• **YOUR OBJECTIVE**:
What you return should be every line below, word for word, and none of the images.

═══ RECORDS FOR THE TASK

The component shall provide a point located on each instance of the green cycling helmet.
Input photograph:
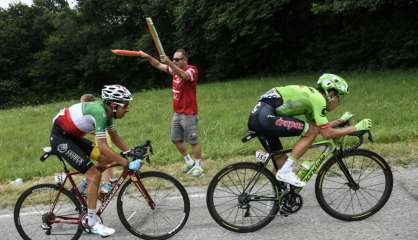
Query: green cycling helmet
(329, 82)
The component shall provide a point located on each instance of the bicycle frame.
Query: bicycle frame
(106, 198)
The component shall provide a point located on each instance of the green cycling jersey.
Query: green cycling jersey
(299, 100)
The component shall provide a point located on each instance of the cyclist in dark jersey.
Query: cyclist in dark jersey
(274, 117)
(73, 123)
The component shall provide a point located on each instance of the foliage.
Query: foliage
(385, 97)
(50, 51)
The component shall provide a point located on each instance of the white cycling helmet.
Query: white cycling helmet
(116, 93)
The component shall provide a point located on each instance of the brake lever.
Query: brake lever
(370, 137)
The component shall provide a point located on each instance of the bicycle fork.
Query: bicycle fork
(143, 191)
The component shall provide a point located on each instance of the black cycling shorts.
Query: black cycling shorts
(75, 150)
(264, 121)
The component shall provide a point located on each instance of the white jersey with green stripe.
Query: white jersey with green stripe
(83, 118)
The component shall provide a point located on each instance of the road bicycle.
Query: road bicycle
(351, 184)
(150, 205)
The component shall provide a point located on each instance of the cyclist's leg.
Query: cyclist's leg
(305, 141)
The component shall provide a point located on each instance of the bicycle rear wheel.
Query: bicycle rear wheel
(171, 211)
(242, 197)
(47, 211)
(372, 186)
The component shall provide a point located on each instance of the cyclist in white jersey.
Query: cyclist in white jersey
(73, 123)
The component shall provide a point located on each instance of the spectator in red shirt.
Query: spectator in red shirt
(184, 122)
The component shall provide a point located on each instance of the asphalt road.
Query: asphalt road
(397, 220)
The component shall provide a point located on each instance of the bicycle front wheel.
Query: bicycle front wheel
(242, 197)
(354, 186)
(47, 211)
(162, 215)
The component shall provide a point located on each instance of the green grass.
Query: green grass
(389, 98)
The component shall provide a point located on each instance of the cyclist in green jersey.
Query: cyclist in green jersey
(274, 117)
(67, 140)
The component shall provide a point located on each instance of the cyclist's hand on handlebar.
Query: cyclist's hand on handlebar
(135, 165)
(365, 124)
(346, 116)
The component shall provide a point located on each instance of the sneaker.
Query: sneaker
(290, 177)
(197, 171)
(188, 168)
(102, 230)
(105, 187)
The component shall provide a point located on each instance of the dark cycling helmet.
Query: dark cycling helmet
(329, 82)
(116, 93)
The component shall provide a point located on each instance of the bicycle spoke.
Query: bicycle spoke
(230, 191)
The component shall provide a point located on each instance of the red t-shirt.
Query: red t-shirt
(184, 91)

══════

• **TASK OUTPUT**:
The component shall provide a point located on each instance of the green cycling helmet.
Input photograph:
Query: green cycling helmet
(329, 82)
The component shall provide a point located on each instance of the bicycle frame.
Query: bicycle frame
(106, 198)
The component shall provide a point located on each instance of the green cycling jersey.
Query: green cycling jersey
(299, 100)
The component shall provide a point located on each instance of the cyclist in dark jersey.
Query: cyclist in dark jersey
(274, 117)
(73, 123)
The component shall provide a point located on each instance of the foliage.
Query: foliage
(385, 97)
(50, 51)
The component shall provide a point located on each instance of the white cycling helmet.
Query: white cycling helmet
(116, 93)
The component shall provide a point located on each instance of the brake lever.
Query: brake lever
(370, 137)
The component shall provide a point located on each instance of the bicycle fork.
Query: bicycle fork
(143, 191)
The component shall provide a point located on each instance of the black cycling shorts.
Query: black cycling shorts
(75, 150)
(264, 121)
The component shall provide a point located on each instance of the white jersey with green stripe.
Query: white jersey with green stripe
(83, 118)
The component shall provide a point located on each instance of the road bicycle.
Query: road bicycle
(351, 184)
(150, 205)
The component shall provide a point located on each instance of the cyclist's leg.
Query: cyclist's leg
(305, 141)
The component shall provide a point located on each instance of the bicycle rear wheel.
Query: bicycle rear wheel
(171, 211)
(242, 197)
(47, 211)
(372, 186)
The component shall provide a point located on each instance of the cyclist in white jersey.
Query: cyclist in white jersey
(73, 123)
The component shall provide a point located on each instance of the spectator in red shirt.
Query: spectator in red shirt
(184, 122)
The component shall provide a point located on each instance of the asphalt road.
Query: asphalt road
(397, 220)
The component shall provide a point located on each instance of the bicycle front wheel.
Query: bicycle front wheel
(242, 197)
(354, 186)
(47, 211)
(162, 215)
The component shall provide a point located on each instance of the green grass.
Query: green grass
(389, 98)
The component shall provide a point located on each instance of the cyclist in green jersey.
Query: cyclist in green jersey
(274, 117)
(67, 140)
The component shall provide a point located on each instance of the cyclist's hand on handlebar.
Query: cyclist's hand on handlebar
(135, 165)
(365, 124)
(346, 116)
The component shall provide a point located on each instance of the sneaker.
Query: sneaker
(290, 177)
(197, 171)
(188, 168)
(102, 230)
(105, 187)
The component shall provide a point located on each instance of the dark cycling helmet.
Query: dark cycling helmet
(329, 82)
(116, 93)
The component shall provide a point located on each instance of the bicycle spoke.
Query: bicycle spoke
(230, 191)
The component shall provide a point located on each instance of the red t-shirt.
Query: red t-shirt
(184, 91)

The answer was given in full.